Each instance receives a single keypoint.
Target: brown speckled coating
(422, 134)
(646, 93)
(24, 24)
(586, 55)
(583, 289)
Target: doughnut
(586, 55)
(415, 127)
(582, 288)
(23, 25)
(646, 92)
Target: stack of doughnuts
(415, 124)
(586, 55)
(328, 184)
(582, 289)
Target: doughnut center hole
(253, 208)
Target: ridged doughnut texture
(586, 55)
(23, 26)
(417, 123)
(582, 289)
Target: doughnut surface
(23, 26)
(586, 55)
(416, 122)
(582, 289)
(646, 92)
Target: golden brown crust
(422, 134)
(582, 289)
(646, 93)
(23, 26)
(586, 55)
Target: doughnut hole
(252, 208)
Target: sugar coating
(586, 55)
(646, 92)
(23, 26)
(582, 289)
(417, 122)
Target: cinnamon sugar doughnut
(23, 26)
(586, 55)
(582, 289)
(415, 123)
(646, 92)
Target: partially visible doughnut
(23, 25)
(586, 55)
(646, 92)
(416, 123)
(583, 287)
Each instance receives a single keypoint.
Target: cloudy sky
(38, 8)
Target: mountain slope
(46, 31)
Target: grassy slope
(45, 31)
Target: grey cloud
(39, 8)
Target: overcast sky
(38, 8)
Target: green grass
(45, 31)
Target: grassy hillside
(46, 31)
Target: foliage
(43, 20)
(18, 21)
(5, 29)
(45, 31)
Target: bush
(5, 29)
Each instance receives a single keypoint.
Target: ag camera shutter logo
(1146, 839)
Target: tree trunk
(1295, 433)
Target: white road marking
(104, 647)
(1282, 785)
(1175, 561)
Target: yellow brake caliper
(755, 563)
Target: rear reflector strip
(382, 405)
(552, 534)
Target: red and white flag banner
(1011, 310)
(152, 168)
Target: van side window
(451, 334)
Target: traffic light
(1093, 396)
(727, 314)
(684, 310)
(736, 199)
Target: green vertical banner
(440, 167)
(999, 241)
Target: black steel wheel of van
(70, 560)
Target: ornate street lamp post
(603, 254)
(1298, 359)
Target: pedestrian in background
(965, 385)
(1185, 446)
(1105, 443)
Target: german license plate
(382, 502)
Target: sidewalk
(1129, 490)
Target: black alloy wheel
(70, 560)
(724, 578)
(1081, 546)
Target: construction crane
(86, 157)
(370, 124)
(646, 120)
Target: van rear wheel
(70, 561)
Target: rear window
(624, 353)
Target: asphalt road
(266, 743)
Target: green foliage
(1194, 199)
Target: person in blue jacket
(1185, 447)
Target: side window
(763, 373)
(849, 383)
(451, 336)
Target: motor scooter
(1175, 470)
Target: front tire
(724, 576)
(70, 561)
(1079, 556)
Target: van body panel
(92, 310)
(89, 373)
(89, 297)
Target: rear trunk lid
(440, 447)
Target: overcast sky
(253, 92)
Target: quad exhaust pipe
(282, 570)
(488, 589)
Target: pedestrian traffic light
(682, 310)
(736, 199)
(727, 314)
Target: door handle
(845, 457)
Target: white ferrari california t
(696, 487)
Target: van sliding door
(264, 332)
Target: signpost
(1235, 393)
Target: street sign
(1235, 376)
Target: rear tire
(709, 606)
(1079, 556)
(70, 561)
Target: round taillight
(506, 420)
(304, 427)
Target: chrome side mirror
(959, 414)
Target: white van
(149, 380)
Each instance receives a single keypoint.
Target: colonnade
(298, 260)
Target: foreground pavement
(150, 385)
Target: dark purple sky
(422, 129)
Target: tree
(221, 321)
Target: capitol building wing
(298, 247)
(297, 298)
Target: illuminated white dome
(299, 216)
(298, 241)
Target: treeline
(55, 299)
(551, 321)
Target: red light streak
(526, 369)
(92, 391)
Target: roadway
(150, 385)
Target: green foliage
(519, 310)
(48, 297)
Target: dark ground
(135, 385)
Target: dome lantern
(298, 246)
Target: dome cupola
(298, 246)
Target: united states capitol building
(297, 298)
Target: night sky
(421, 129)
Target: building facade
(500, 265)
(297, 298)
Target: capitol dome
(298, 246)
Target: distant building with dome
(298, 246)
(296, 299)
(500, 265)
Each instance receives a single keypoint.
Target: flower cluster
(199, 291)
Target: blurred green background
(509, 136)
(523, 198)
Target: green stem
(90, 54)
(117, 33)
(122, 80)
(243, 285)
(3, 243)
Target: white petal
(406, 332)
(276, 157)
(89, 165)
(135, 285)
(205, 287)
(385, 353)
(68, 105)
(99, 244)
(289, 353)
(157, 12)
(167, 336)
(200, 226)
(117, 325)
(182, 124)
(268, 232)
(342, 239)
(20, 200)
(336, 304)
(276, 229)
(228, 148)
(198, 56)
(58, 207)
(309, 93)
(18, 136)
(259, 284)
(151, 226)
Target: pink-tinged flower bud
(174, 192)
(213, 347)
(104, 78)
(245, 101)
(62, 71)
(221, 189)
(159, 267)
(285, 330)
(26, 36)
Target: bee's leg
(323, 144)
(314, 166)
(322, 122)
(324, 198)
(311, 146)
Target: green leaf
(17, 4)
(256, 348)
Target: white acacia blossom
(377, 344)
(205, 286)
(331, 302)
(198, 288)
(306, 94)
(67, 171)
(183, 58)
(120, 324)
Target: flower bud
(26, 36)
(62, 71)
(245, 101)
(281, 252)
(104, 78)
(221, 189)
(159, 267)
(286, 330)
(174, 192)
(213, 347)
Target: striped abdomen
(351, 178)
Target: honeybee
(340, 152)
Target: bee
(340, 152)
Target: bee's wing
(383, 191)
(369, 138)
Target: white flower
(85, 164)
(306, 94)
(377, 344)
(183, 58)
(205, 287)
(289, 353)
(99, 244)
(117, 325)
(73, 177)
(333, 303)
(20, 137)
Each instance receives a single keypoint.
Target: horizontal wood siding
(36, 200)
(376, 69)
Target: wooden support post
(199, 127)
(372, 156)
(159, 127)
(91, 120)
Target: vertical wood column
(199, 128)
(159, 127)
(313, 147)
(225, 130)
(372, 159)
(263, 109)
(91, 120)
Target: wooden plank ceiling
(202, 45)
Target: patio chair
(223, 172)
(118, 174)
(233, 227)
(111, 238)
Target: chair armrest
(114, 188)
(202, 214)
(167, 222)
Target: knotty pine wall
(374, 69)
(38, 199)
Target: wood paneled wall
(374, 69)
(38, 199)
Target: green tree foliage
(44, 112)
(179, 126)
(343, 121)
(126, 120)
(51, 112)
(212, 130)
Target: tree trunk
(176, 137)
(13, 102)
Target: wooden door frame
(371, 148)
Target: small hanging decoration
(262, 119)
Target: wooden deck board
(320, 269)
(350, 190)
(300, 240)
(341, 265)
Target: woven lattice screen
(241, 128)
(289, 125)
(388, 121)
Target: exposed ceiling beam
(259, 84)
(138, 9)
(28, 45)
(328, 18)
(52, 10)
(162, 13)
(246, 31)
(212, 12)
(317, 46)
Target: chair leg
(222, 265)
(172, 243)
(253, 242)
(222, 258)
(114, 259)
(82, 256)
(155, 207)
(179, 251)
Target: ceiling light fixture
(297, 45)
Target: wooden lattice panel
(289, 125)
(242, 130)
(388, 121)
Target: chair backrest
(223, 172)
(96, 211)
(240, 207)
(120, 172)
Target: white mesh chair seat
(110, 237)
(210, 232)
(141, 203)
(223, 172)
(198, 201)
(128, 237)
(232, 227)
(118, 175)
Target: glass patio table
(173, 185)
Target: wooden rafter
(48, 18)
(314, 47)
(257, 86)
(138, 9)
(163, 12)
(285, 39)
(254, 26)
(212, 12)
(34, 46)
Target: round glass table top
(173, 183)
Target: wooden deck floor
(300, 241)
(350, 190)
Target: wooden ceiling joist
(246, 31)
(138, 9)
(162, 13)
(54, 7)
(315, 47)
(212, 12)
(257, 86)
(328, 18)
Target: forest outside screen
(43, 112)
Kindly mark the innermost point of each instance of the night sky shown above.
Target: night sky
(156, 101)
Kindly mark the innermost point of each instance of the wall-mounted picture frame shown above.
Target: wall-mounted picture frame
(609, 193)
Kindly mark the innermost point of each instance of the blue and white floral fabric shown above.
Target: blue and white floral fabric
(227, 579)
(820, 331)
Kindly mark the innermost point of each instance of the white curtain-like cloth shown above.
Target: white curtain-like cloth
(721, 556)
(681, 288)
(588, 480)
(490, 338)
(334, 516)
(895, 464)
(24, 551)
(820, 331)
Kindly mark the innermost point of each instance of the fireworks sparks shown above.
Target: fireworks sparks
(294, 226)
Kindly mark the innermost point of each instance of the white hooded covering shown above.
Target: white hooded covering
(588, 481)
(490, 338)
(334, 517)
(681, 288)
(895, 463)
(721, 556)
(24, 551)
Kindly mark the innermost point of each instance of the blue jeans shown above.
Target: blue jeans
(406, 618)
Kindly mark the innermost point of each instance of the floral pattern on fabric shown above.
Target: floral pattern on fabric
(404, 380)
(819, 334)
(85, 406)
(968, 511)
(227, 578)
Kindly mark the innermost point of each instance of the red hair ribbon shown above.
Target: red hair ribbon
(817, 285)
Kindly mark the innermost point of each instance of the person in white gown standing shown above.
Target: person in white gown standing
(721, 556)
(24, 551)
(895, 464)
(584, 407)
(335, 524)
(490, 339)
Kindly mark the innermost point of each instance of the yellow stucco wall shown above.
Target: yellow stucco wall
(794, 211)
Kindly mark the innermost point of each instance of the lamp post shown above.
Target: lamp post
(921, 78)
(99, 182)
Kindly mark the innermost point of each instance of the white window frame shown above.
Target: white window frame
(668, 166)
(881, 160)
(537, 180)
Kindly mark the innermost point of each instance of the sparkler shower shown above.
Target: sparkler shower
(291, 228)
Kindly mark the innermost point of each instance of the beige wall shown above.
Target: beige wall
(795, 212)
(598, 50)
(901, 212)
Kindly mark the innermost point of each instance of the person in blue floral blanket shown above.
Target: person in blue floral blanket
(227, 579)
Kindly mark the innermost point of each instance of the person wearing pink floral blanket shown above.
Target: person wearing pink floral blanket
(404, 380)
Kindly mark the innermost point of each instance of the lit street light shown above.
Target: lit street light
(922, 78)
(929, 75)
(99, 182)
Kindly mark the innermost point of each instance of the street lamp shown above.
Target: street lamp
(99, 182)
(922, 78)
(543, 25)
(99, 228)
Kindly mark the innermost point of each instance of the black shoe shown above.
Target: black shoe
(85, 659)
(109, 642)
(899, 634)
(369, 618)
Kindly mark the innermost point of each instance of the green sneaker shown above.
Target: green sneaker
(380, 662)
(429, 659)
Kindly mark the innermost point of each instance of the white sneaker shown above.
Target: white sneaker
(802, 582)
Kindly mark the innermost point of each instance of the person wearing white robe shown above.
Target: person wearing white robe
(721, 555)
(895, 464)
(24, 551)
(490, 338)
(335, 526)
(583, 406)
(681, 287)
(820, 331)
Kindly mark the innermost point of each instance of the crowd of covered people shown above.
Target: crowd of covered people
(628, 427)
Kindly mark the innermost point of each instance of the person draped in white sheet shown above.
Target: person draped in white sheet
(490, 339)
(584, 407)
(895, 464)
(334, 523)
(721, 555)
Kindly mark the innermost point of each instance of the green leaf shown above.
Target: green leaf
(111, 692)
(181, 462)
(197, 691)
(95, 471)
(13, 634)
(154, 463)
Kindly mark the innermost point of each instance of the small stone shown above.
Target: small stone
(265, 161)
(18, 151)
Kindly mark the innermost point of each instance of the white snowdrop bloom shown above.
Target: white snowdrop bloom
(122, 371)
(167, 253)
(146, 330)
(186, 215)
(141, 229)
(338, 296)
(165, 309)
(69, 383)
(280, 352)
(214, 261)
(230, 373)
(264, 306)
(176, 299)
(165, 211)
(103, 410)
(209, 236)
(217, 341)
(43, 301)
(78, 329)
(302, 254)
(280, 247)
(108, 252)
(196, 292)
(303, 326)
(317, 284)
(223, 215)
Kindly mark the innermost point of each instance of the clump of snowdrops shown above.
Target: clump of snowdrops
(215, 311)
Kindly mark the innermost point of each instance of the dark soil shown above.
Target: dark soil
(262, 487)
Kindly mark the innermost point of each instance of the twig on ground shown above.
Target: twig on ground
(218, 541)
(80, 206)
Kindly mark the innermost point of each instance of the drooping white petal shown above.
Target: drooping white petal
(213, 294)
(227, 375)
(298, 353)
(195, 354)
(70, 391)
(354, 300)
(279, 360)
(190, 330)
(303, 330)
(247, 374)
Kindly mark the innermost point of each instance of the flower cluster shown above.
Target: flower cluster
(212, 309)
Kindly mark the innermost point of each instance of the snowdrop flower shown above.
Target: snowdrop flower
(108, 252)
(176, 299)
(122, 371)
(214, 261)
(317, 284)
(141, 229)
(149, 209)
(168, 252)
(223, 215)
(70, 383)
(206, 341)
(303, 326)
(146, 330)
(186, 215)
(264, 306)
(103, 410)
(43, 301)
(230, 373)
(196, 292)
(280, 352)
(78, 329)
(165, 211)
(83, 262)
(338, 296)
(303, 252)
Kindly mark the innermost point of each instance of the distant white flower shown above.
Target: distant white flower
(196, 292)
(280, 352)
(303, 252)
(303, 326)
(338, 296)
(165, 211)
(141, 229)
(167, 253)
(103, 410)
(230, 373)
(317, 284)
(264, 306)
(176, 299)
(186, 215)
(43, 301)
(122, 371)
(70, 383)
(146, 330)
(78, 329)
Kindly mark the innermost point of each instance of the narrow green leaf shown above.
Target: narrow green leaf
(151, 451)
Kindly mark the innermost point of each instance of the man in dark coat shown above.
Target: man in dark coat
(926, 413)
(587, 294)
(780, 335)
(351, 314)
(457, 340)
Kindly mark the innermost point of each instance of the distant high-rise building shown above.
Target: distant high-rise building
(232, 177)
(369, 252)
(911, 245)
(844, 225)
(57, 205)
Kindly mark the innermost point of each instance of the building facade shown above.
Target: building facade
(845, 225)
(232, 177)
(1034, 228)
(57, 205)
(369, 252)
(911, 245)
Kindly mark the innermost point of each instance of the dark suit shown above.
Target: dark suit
━━━━━━━━
• _What this task involves_: Please convert the part of the listing that runs from its start through the line containing "(1295, 433)" into a Markdown table with the columns Row and Line, numbering the rows and leaving out blank lines.

• _Task solution_:
| Row | Line |
|---|---|
| 1 | Each instance receives a single keypoint. |
| 2 | Target: brown speckled coating |
| 3 | (422, 134) |
| 4 | (646, 93) |
| 5 | (24, 24) |
| 6 | (586, 55) |
| 7 | (583, 289) |
| 8 | Target: doughnut |
| 9 | (586, 55) |
| 10 | (415, 127) |
| 11 | (582, 288) |
| 12 | (23, 25) |
| 13 | (646, 92) |
| 14 | Target: stack of doughnuts |
| 15 | (415, 124) |
| 16 | (586, 55) |
| 17 | (328, 184) |
| 18 | (582, 289) |
| 19 | Target: doughnut center hole |
| 20 | (253, 208) |
| 21 | Target: ridged doughnut texture |
| 22 | (586, 55) |
| 23 | (23, 26) |
| 24 | (417, 123) |
| 25 | (582, 289) |
| 26 | Target: doughnut surface |
| 27 | (23, 26) |
| 28 | (586, 55) |
| 29 | (416, 122) |
| 30 | (582, 289) |
| 31 | (646, 92) |
| 32 | Target: golden brown crust |
| 33 | (422, 134) |
| 34 | (582, 289) |
| 35 | (646, 93) |
| 36 | (23, 26) |
| 37 | (586, 55) |
| 38 | Target: doughnut hole |
| 39 | (252, 208) |
| 40 | Target: sugar coating |
| 41 | (586, 55) |
| 42 | (646, 92) |
| 43 | (23, 26) |
| 44 | (582, 289) |
| 45 | (417, 122) |
| 46 | Target: cinnamon sugar doughnut |
| 47 | (23, 26) |
| 48 | (586, 55) |
| 49 | (582, 289) |
| 50 | (415, 123) |
| 51 | (646, 92) |
| 52 | Target: partially visible doughnut |
| 53 | (23, 25) |
| 54 | (586, 55) |
| 55 | (646, 92) |
| 56 | (416, 123) |
| 57 | (583, 287) |
| 58 | Each instance receives a single keypoint. |
| 59 | Target: cloudy sky |
| 60 | (38, 8) |
| 61 | Target: mountain slope |
| 62 | (46, 31) |
| 63 | Target: grassy slope |
| 64 | (45, 31) |
| 65 | Target: grey cloud |
| 66 | (39, 8) |
| 67 | Target: overcast sky |
| 68 | (38, 8) |
| 69 | Target: green grass |
| 70 | (45, 31) |
| 71 | Target: grassy hillside |
| 72 | (46, 31) |
| 73 | Target: foliage |
| 74 | (43, 20) |
| 75 | (18, 21) |
| 76 | (5, 29) |
| 77 | (45, 31) |
| 78 | Target: bush |
| 79 | (5, 29) |
| 80 | Each instance receives a single keypoint. |
| 81 | Target: ag camera shutter logo |
| 82 | (1146, 839) |
| 83 | Target: tree trunk |
| 84 | (1295, 433) |